> **Information given**:
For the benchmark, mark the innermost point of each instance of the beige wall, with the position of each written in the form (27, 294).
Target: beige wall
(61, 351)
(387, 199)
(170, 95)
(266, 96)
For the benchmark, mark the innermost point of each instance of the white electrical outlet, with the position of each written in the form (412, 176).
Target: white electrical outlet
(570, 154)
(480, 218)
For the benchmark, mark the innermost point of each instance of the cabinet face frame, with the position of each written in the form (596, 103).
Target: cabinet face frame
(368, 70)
...
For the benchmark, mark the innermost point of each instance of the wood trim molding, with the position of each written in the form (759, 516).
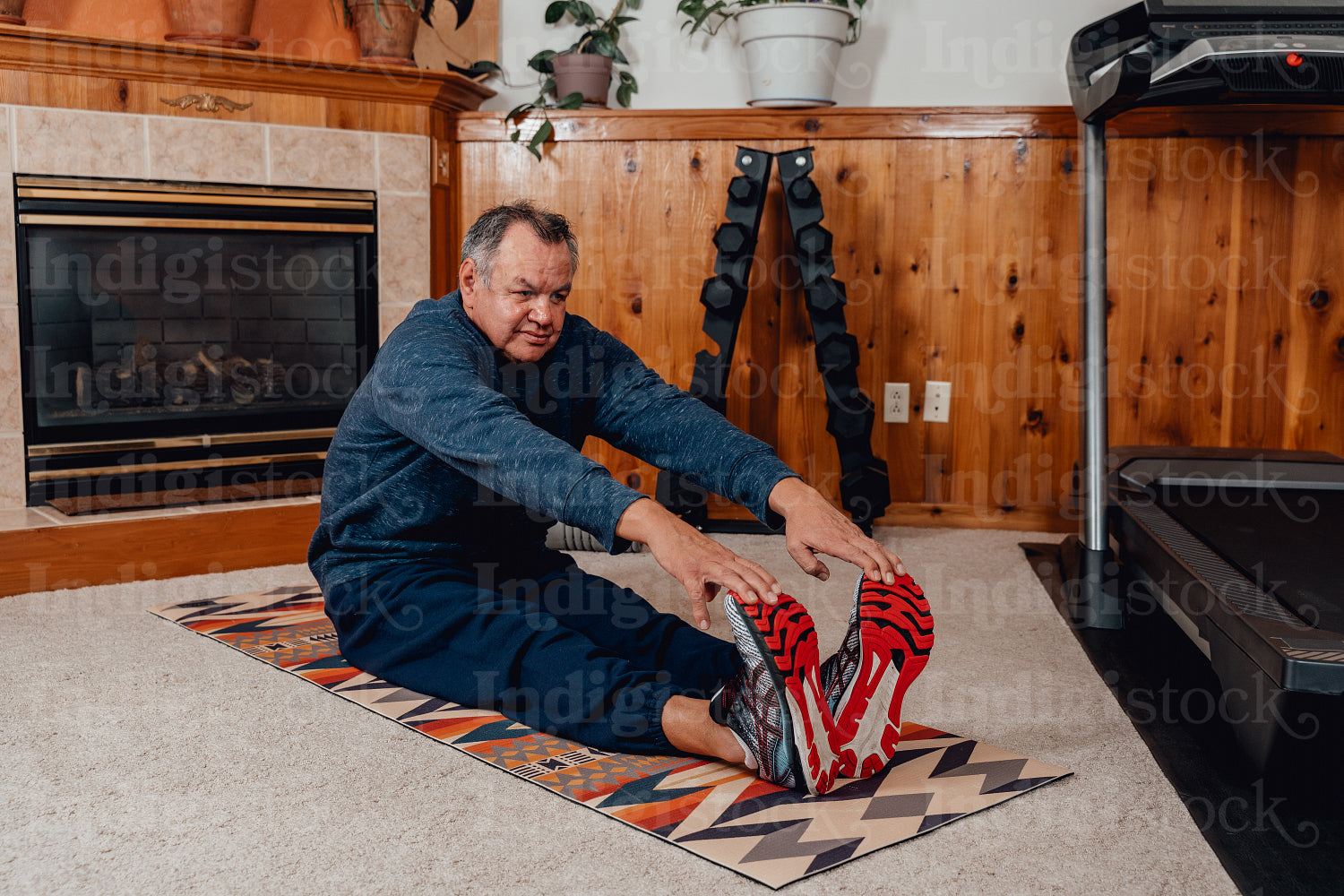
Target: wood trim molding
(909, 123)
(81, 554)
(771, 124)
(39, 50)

> **Instruction**:
Tally the lines in the records above that contain the string "cabinet", treating uppercase and lowercase letters as distinct. Give only the number.

> **In response**:
2